The Wizard of the Nile was a burlesque operetta in three acts, composed by Victor Herbert to a libretto by Harry B. Smith.

Herbert's second operetta after Prince Ananias, The Wizard of the Nile was his first real success.  It was given 105 performances on Broadway at the Casino Theatre, opening on November 4, 1895, starring the comedian Frank Daniels (and his Comic Opera Company), and enjoyed productions in Britain and on the European continent – a rare achievement for an American work of the period – as well as a revival in New York.  None of Herbert's later shows would achieve as much international success.

Daniels played Kibosh, the Persian Magician.  His phrase, "Am I a wiz?" became a popular expression.  Edwin Isham also starred.  Famous songs include the waltz "Star Light, Star Bright", "My Angeline" and "In Dreamland".  A recording of this piece is available here.

Roles and original cast
Kibosh, a Persian magician, making a professional tour of Egypt – Frank Daniels
Abydos, his apprentice – Louise Royce
Ptolemy, King of Egypt – Walter Allen
Simoona, Ptolemy's second wife – Mary Palmer
Cleopatra, a Princess who knows naught of love – Dorothy Morton
Ptarmigan, Cleopatra's music teacher – Edwin Isham
Cheops, the royal weather bureau – Louis Casavant
Obeliska, captain of the Amazons – Helen Redmond
Netocris, lieutenant of the Amazons – Claudia Carlstedt
Merza, first maid-of-honor to Cleopatra – Grace Rutter

Musical numbers
Overture
Act I  –   Public Square in Alexandria.
No. 1 Ensemble – "Aïah!  Aïah!  Aïah!  Aïah!  Father Nile, keep us in thy care"
No. 2 Obeliska and Cheops, with Chorus – "He's not egotistic, but most optimistic"
No. 3 Oriental March – "Strew the way with flow'rets blooming"
No. 4 Ptolemy, Simoona and Chorus – "I am the ruler of the whole Egyptian nation"

************

_Direction 1:_ Reproduce the text on The Wizard of the Nile starting with "The Wizard of the Nile was a" and going on through "much international success.".
_Direction 2:_
Answer these questions from the text on The Wizard of the Nile:
(a) How many Broadway performances did it receive at the Casino Theatre?
(b) Who played Cleopatra in the original cast?
(c) Where is Act I set?

_Supplied material:_
************

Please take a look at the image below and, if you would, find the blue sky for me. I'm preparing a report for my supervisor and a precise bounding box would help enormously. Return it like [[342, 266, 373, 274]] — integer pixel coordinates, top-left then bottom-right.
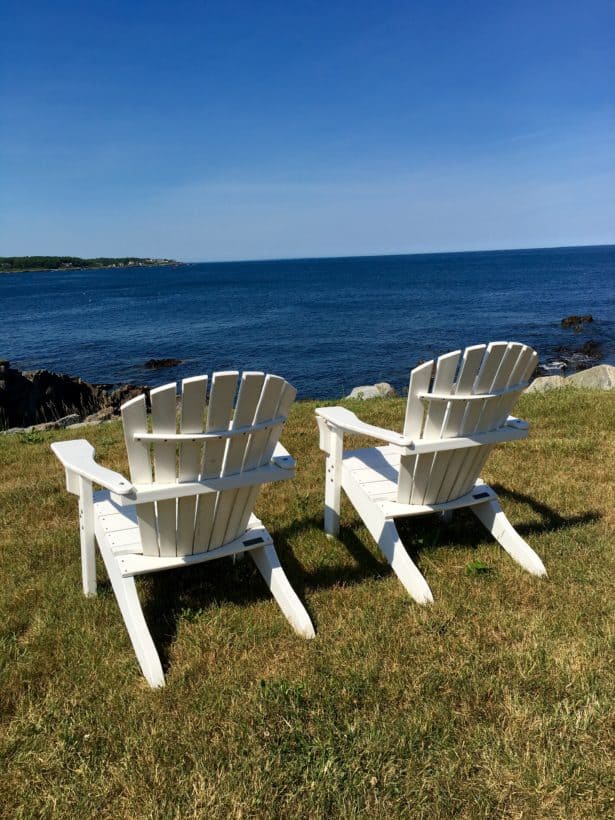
[[0, 0, 615, 260]]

************

_Written reply 1:_
The Wizard of the Nile was a burlesque operetta in three acts, composed by Victor Herbert to a libretto by Harry B. Smith.

Herbert's second operetta after Prince Ananias, The Wizard of the Nile was his first real success.  It was given 105 performances on Broadway at the Casino Theatre, opening on November 4, 1895, starring the comedian Frank Daniels (and his Comic Opera Company), and enjoyed productions in Britain and on the European continent – a rare achievement for an American work of the period – as well as a revival in New York.  None of Herbert's later shows would achieve as much international success.

_Written reply 2:_
(a) 105
(b) Dorothy Morton
(c) A public square in Alexandria